- **Exercise goal**:
Retype, word for word, every line of the records below starting at the one that contains "Target: white bowl with black berries" and ending at the one that contains "<point>227,258</point>"; include both of those lines and nothing more.

- **Region pointing data**:
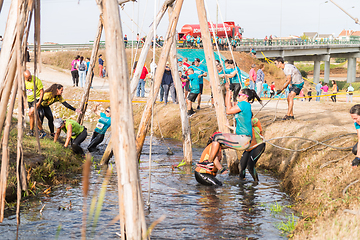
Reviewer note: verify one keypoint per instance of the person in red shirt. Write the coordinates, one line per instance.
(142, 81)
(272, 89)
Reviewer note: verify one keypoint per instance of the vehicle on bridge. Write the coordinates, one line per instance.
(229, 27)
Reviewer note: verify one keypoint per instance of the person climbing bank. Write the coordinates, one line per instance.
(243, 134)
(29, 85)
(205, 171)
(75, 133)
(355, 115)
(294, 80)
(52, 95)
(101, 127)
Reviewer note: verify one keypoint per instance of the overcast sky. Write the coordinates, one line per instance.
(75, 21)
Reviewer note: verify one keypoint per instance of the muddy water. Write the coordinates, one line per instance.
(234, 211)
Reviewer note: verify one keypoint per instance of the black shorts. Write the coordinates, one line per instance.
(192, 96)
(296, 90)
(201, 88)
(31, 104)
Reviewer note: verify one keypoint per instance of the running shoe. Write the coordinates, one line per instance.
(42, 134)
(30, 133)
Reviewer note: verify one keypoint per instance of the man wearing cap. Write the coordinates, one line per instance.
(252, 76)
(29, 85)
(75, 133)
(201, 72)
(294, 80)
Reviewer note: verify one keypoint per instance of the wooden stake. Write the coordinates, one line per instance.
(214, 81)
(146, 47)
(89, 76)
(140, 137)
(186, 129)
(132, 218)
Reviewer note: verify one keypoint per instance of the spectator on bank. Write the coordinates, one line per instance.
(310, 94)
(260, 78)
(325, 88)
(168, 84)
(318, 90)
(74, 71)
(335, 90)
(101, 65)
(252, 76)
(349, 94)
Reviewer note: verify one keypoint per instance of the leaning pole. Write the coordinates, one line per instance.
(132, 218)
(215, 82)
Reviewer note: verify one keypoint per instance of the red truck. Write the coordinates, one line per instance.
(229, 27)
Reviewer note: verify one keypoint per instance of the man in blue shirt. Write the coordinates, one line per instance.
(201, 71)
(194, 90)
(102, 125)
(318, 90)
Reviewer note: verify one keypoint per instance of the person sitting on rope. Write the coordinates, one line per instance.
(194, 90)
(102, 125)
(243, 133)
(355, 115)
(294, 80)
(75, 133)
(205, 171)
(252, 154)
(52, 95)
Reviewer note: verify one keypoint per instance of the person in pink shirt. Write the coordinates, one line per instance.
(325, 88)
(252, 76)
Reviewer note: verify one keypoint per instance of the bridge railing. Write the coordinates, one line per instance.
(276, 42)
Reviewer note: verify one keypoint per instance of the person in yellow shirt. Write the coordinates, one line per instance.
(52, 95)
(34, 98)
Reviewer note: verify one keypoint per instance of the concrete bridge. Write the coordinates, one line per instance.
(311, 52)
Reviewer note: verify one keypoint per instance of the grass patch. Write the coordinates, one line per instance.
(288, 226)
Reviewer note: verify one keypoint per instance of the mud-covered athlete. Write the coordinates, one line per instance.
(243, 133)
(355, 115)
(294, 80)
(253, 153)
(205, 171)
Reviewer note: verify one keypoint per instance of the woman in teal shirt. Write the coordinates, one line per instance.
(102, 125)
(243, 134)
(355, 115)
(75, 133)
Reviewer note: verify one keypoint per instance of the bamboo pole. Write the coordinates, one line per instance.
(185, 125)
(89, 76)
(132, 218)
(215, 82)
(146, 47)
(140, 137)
* * *
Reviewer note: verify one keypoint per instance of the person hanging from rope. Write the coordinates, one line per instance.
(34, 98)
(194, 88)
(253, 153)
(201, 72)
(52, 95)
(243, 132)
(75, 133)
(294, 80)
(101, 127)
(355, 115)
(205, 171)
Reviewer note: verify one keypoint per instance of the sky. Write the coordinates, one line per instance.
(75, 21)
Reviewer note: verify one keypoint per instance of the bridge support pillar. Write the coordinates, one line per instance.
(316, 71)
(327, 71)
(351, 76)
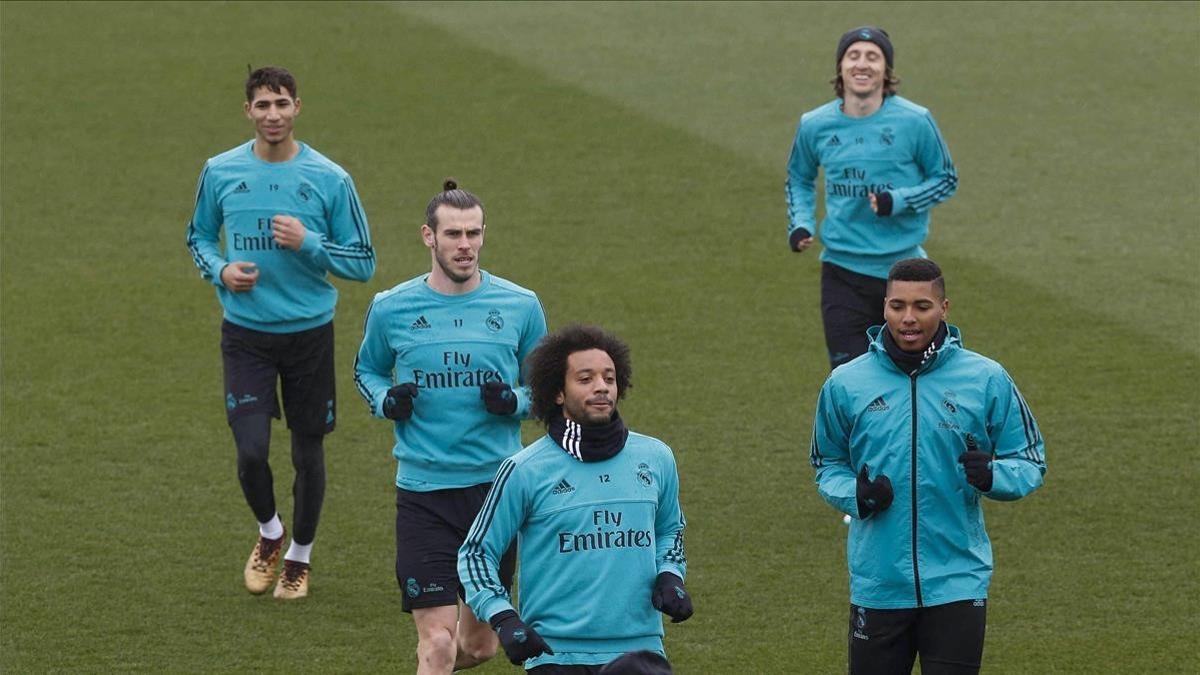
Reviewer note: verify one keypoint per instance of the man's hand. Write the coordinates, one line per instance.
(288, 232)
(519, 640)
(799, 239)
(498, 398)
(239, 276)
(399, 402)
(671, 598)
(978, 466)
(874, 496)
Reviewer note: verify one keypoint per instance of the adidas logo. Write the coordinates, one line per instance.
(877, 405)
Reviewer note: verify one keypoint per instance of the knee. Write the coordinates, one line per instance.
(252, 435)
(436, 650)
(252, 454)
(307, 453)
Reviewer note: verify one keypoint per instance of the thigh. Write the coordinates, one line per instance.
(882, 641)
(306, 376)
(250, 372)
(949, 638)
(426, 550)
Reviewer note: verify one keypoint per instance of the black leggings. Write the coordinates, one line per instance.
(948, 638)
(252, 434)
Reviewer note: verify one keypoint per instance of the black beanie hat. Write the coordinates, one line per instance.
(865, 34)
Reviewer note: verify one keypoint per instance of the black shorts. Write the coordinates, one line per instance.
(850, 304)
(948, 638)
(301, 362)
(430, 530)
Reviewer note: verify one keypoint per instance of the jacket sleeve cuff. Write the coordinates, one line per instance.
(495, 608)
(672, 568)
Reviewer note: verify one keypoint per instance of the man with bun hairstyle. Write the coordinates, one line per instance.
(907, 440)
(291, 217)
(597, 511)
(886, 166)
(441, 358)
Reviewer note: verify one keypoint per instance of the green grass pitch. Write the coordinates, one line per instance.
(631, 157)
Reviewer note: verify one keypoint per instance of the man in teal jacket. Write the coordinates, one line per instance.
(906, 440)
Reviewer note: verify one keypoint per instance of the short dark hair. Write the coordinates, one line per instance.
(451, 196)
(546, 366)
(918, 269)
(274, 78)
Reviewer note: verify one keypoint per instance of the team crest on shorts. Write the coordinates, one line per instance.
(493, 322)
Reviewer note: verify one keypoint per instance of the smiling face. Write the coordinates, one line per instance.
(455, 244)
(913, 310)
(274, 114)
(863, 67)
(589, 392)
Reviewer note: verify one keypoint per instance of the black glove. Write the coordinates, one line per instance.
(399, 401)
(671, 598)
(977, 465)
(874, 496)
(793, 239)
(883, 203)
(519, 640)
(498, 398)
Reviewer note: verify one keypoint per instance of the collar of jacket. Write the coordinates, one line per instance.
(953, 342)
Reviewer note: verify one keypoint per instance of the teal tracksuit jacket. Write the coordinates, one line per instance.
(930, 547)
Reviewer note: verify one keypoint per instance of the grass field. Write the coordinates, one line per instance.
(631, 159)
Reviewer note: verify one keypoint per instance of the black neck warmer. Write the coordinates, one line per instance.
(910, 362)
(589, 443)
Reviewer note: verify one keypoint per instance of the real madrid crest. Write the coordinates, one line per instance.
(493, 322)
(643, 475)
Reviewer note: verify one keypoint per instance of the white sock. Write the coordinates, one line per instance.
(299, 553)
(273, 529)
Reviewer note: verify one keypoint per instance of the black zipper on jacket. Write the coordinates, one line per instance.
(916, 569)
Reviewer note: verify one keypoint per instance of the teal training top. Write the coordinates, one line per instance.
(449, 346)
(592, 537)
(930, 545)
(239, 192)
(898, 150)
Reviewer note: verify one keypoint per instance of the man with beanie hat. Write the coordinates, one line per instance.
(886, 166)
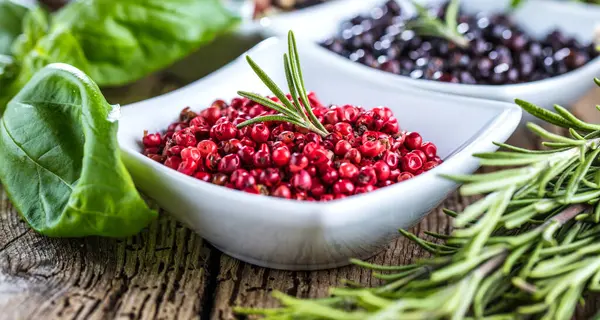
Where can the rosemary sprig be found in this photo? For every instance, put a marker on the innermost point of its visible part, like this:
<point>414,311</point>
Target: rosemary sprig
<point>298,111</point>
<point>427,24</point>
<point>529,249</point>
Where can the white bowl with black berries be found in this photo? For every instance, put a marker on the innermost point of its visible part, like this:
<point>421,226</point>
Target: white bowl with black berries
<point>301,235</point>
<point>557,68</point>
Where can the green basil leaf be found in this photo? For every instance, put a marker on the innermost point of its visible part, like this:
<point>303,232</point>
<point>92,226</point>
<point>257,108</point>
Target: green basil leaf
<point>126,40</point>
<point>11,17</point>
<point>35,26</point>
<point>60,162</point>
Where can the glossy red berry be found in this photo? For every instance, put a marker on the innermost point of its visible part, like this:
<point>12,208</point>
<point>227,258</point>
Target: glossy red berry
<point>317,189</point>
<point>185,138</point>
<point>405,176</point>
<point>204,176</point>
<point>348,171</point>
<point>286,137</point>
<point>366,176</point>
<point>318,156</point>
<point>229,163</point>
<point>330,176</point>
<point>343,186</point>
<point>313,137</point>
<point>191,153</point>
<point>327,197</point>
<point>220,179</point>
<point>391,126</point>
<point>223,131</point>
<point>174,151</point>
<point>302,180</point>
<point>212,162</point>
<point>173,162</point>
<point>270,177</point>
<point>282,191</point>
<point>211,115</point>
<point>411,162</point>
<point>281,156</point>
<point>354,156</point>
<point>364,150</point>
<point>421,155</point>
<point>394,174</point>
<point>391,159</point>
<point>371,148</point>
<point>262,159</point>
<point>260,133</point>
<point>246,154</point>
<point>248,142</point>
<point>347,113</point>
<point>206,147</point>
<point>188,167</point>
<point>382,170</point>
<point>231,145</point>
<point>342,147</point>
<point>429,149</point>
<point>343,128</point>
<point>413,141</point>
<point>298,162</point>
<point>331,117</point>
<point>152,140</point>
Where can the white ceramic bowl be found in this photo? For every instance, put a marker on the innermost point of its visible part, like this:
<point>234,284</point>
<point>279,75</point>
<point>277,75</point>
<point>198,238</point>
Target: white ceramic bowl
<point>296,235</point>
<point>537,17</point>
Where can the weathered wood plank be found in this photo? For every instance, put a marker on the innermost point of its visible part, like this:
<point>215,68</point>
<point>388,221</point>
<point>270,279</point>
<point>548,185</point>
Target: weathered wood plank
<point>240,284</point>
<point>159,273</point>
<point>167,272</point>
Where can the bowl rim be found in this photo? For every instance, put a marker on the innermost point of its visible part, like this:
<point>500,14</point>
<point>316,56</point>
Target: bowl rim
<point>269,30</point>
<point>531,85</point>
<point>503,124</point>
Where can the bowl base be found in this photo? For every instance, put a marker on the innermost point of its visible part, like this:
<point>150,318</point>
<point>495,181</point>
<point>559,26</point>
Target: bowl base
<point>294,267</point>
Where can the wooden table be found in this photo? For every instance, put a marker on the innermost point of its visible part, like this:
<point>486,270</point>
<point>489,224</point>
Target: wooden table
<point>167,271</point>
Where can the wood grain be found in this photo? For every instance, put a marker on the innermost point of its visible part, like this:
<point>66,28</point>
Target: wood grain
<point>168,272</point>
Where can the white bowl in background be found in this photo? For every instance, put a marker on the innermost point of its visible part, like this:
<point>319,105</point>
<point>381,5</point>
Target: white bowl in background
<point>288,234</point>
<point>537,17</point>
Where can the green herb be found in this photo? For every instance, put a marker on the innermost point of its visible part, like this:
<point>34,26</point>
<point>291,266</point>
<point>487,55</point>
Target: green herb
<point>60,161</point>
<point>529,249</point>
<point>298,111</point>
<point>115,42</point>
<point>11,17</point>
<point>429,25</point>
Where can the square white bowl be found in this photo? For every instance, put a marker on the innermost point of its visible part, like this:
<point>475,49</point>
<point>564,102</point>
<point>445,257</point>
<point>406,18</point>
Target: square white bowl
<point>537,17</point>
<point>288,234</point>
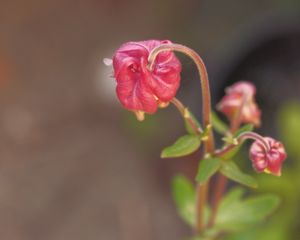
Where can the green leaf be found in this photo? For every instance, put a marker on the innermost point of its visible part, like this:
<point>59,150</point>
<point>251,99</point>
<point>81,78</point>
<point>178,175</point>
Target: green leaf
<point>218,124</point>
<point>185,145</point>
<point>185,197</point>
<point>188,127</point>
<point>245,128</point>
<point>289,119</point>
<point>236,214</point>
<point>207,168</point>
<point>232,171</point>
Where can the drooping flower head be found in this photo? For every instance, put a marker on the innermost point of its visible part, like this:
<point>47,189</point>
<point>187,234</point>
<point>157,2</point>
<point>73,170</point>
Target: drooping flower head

- **Task response**:
Target: white bowl with black berries
<point>301,235</point>
<point>557,68</point>
Where can the green basil leaf be found in this photo? For every instance, put a marker on the innermost point of its visible part, like this:
<point>303,232</point>
<point>92,226</point>
<point>257,108</point>
Target: green basil leaf
<point>126,40</point>
<point>11,17</point>
<point>35,26</point>
<point>60,162</point>
Where can the glossy red berry be found in this photo? For every instance, put a marker on the innermost point of its visible part, like this:
<point>12,208</point>
<point>227,258</point>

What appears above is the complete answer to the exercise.